#### [EXERCISE]
Transcribe only what runs from the line including "I'd appreciate a quick analysis: locate every book stack" through the last line of the entries, exactly as it appears.

#### [PROVIDED DATA]
◆ ◆ ◆ ◆

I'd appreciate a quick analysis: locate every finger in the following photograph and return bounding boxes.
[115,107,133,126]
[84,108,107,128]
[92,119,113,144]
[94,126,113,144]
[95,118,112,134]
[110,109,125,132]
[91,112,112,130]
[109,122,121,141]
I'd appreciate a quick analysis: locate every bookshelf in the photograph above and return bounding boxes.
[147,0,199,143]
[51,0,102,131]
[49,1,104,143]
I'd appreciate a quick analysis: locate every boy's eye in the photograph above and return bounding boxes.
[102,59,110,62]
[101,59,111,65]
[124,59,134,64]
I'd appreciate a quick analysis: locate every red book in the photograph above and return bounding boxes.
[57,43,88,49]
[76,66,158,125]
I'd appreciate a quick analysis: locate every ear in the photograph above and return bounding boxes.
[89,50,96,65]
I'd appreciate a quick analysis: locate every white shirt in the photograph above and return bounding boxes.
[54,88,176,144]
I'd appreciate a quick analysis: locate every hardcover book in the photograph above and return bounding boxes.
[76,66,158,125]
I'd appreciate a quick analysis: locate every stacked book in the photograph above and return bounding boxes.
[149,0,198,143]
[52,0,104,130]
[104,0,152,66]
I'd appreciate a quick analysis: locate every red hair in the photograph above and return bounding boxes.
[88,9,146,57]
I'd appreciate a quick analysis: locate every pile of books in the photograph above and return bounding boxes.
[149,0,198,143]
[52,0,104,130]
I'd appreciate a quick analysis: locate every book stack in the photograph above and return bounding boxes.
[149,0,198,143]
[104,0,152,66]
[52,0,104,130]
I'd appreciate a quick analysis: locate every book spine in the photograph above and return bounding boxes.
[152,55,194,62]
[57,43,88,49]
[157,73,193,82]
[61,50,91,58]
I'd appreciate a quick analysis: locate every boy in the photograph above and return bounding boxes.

◆ ◆ ◆ ◆

#### [SOLUTION]
I'd appreciate a quick analysis: locate every book stack in the photograph above and return bounding boxes.
[149,0,198,143]
[104,0,152,66]
[52,0,104,130]
I'd appreciate a quick analysis: locate every book spine in the photograph above and return bounding boxes.
[152,55,194,62]
[57,43,88,49]
[157,73,193,82]
[61,50,91,58]
I'd appreciate a quick analysis: locate every boy in the photograph above and return bounding boxes.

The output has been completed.